◆ **DIRECTION**
Please print every record below exactly as it appears.

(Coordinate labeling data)
● ● ● ● ●

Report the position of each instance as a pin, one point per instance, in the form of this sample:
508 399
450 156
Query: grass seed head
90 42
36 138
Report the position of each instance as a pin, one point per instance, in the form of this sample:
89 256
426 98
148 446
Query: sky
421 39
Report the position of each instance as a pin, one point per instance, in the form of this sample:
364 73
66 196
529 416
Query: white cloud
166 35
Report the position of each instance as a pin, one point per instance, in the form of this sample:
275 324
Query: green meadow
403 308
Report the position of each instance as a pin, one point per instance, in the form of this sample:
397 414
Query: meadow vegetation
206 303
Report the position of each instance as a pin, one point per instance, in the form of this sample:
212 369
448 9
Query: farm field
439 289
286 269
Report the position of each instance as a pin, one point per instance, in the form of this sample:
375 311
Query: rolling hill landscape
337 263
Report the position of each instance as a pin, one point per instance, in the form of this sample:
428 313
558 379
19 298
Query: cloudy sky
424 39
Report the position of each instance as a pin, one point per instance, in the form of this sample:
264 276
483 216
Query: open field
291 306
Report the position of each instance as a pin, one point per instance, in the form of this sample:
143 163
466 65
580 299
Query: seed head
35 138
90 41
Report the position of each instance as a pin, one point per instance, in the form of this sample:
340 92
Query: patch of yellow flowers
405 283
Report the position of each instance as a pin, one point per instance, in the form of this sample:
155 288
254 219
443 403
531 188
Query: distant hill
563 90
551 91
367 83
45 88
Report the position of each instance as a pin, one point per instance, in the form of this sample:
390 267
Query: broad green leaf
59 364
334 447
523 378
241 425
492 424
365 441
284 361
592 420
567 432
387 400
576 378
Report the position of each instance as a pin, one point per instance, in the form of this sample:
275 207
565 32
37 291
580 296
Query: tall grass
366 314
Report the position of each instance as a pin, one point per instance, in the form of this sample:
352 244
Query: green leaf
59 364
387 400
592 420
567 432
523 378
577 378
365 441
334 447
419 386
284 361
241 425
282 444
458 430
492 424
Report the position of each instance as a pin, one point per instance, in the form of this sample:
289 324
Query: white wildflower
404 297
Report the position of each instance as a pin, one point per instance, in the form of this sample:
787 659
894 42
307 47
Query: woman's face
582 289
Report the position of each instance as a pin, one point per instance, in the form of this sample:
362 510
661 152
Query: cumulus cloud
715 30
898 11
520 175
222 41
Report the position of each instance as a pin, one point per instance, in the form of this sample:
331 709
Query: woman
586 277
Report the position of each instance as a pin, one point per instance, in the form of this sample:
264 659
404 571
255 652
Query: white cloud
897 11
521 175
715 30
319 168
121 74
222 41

● ● ● ● ●

◆ **EXERCISE SOLUTION**
Report the position of each instance as a pin, one point per instance, in the form of this sample:
508 399
450 156
Query: grass seed head
90 42
36 138
Report the position of each instance as a pin, one point per instance, in the form of this sample:
89 256
426 98
148 446
Query: sky
421 39
Report the position of each instance as a pin, one point per instance, in the form of this sample:
364 73
66 196
529 416
Query: white cloud
166 35
Report the position of each instance as a pin, one point per instance, in the form of this sample:
275 324
Query: green meadow
403 308
Report the position of each instance as a pin, one point per instance, in the form of this sample:
397 414
Query: meadow vegetation
206 303
Report the position of each instance as a pin, one point per instance, in the form of this sample:
212 369
448 9
Query: farm field
439 289
286 269
Report the position of each instance as a pin, one point per instance, in the form of this sample:
375 311
Query: rolling hill landscape
337 263
Report the position of each instance as a pin, one point per instance, in the form of this sample:
428 313
558 379
19 298
Query: cloudy sky
424 39
Report the position of each instance as a pin, one point per instance, in the form of this sample:
264 276
483 216
Query: open field
291 306
Report the position of each instance as a pin, one point per instance, in the form of this sample:
143 163
466 65
580 299
Query: seed head
35 138
90 41
Report the position of each instance as a pin, one point per instance, in the form of this sample:
340 92
Query: patch of yellow flowers
405 283
Report the position of each instance as a pin, one point per instance, in the form of this sample:
155 288
254 219
443 403
531 188
Query: distant hill
563 90
551 91
367 83
45 88
Report the position of each instance as a pin, one point per instance, in the form of this sample:
390 267
Query: broad green leaf
59 364
334 447
523 378
241 425
492 424
365 441
284 361
592 420
567 432
387 400
576 378
Report the position of each instance as a pin, one point per instance, in the form of this sample:
275 207
565 32
37 291
580 296
Query: tall grass
366 314
Report the position of each instance as a pin, one point per instance, in the form of this sample:
352 244
Query: green leaf
59 364
387 400
592 420
567 432
523 378
577 378
365 441
334 447
419 386
284 361
241 425
282 444
458 430
492 424
Report the position of each instance as a pin, one point per instance, in the form of this sample:
289 324
Query: white wildflower
404 297
Report the position of each instance as a pin, one point per instance, in the form of this sample:
787 659
894 42
307 47
Query: woman's face
582 289
Report the position of each instance as a pin, one point per instance, in the form of this sample:
362 510
661 152
Query: cumulus cloud
715 30
898 11
520 175
222 41
Report the position of each instance as a pin, one point per instance, in the form of this sample:
331 709
Query: woman
586 277
Report the position of each instance as a pin, one point per instance, in the form of this sample:
264 659
404 571
255 652
Query: white cloud
897 11
521 175
715 30
319 168
121 74
222 41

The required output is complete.